**TASK DETAILS**: In the post below about the skull hand blade, how many pairs of blades are attached to the skull?

**PAGE EXTRACT**:
Posts Tagged ‘Multi Bladed’

Cool idea, really bad implementation…

Monday, September 22nd, 2008

There are some weapon designs that are actually very cool (and arguably equally wicked) in concept, but really fall short of their potential in design and implementation. I came across one such evil seed a while back, and thought I’d post about it…

Skull Mayhem

Skull Mayhem

[Click image to view full size]

Now this right here, is what I call a hand blade. And it’s pretty self explanatory. It wants to kill you. No. really. It does. And for this reason, it features a not so obvious but rather dangerous design detail, which we’ll get to in a minute. But on to the wickedness.

In essence, this is pretty much a metallic demon/vampire skull, (personally I’d go with “Angry Master Demon Vamp” But that’s just me) with a set of three pairs of blades attached to it, coming out at either side of the skull, and beneath a very wicked looking set of teeth. The largest, topmost set consists of a large curving blade with quadruple edges, one on the top half of each inward curving blade and the other edge on the bottom half.

The single round grip is attached to a bracket that is bolted to each primary blades on either side. Beneath the main blades are a set of smaller, but longer and more sinister looking blades extending downwards and inwards from approximately where the skulls mandibles should be. IMHO the coolest blades of the set.

The last pair of blades sit in between the second set, and extend downwards from the teeth, specifically from the large fangs, forming a long and rather formidable looking set of black steel fang extensions. Given the reach of the middle pair of blades, I doubt the smaller pair are really neccesary, but I certainly can’t argue the evilitude of the whole combination…

Altogether this would make for a rather effective hand held battledrome blade, except for that one, rather nasty little caveat, that I alluded to earlier. The grip. Yes. This weapon seems very well put together, with a grip set in a steel bracket that is bolted quite securely to the largest set of blades. BUT this single grip is where the problem lies.

With a single grip, this whole contraption is capable of freely rotating around (forwards and backwards, to be exact) the grip. Which means on one day you may have the top of the skull trying to attach itself permanently to the back of your hand. And on another day, you could have the bottom blades trying to slit your wrists.

**DATA SEGMENT**:
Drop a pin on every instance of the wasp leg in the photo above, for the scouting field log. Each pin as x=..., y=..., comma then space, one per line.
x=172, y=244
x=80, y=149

**CORRECT RESULT**: Three pairs.